Short problem 1: List every header file included in the code of Listing 1 in the Linux capabilities passage.
Short problem 2: Rewrite the Linux capabilities passage from "for (i=0; i<=CAP_LAST_CAP;" to "if (cap_set_proc(cap))", putting "CAP_PERMITTED" in place of "CAP_INHERITABLE".

The first line says that when user netadmin logs in, should add the cap_net_admin capability to pI for its login shell. The second line, which is very important, says that everyone else (*) should receive no capabilities. Now, log in as user netadmin and play with the network:

hallyn@kvm# su - netadmin
netadmin@kvm# ifconfig eth0 down

Success! You just downed the network as a nonroot user.

Now you're ready to make root unprivileged. As a first step, you will just restrict network logins over SSH. To make this as easy as possible, simply start sshd through a wrapper that sets and locks all securebits before calling the real sshd. The source for the wrapper is shown in Listing 1.

Listing 1. Wrapper to Execute a Program with Unprivileged Root

#include <stdio.h>
#include <unistd.h>
#include <stdlib.h>
#include <sys/prctl.h>
#include <sys/capability.h>

int main(int argc, char * argv[])
    int   i, ret;
    char  *cmd;
    char  **argvp;
    cap_t cap = cap_get_proc();
    int   v[CAP_LAST_CAP+1];

    if (!cap)
        return -1;

    for (i=0; i<=CAP_LAST_CAP; i++)
        v[i] = i;

    if (cap_set_flag(cap, CAP_INHERITABLE,
                     CAP_LAST_CAP+1, v, CAP_SET))
        return -1;

    if (cap_set_proc(cap))

Entries provided:
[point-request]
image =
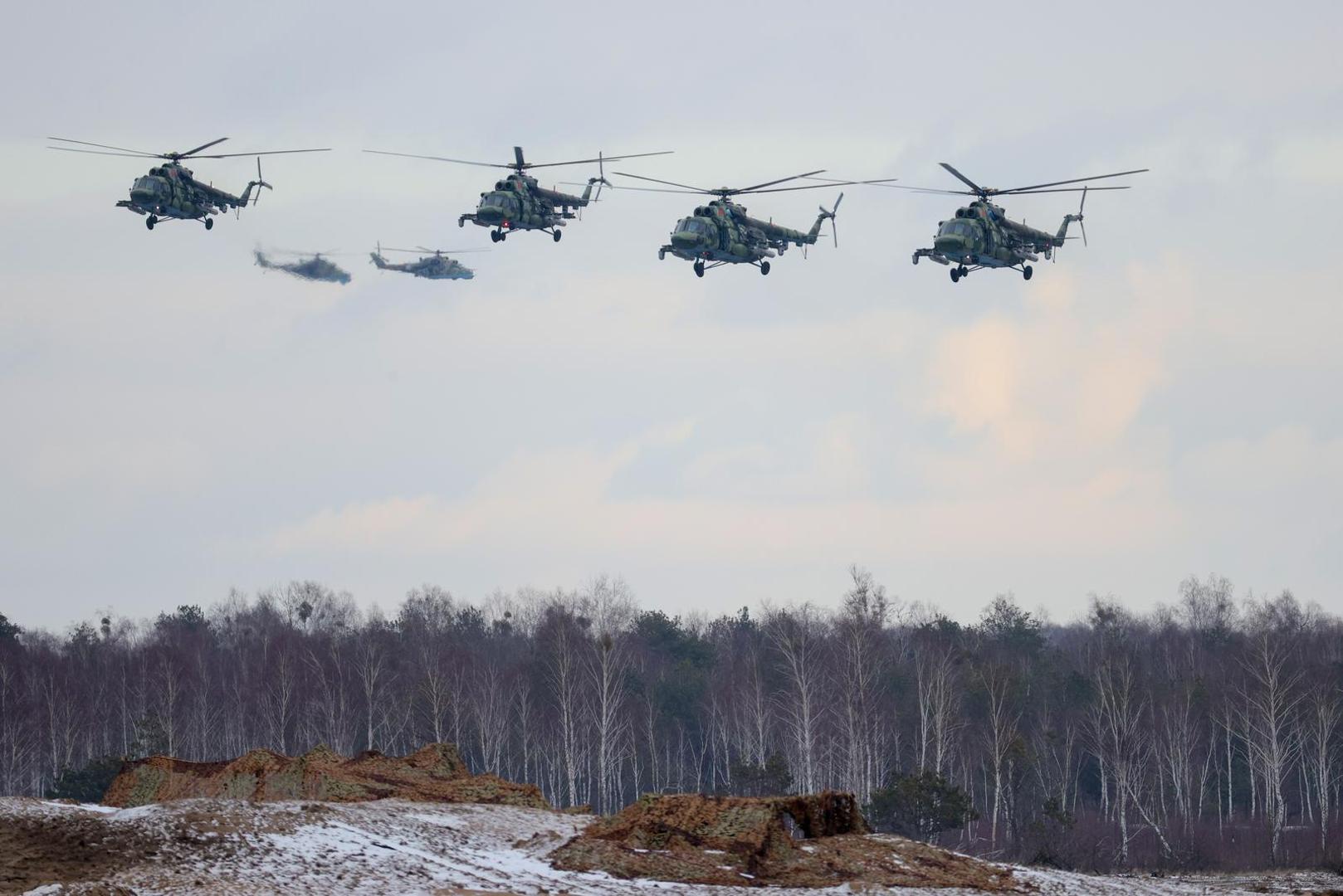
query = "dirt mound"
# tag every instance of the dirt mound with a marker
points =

...

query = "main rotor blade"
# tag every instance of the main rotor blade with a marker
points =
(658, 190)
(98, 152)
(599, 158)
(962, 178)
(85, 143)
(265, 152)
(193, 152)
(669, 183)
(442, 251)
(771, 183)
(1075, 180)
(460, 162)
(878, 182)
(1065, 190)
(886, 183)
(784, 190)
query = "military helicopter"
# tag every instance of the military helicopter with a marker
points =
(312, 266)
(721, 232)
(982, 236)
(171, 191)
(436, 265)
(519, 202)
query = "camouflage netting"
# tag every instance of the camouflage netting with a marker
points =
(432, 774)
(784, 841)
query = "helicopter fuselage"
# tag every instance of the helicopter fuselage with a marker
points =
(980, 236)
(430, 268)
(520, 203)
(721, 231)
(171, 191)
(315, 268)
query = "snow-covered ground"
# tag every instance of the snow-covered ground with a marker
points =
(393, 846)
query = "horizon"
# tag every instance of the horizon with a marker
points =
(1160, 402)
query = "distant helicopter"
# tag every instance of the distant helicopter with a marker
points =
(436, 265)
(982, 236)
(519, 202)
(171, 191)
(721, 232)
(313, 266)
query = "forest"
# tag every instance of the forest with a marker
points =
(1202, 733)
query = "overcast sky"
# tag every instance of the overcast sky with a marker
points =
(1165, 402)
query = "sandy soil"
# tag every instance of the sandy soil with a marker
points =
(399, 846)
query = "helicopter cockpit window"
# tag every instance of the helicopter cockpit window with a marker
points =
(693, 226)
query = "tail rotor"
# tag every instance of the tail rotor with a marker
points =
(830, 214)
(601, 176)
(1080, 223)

Output 1:
stdio.h
unistd.h
stdlib.h
sys/prctl.h
sys/capability.h

Output 2:
for (i=0; i<=CAP_LAST_CAP; i++)
        v[i] = i;

    if (cap_set_flag(cap, CAP_PERMITTED,
                     CAP_LAST_CAP+1, v, CAP_SET))
        return -1;

    if (cap_set_proc(cap))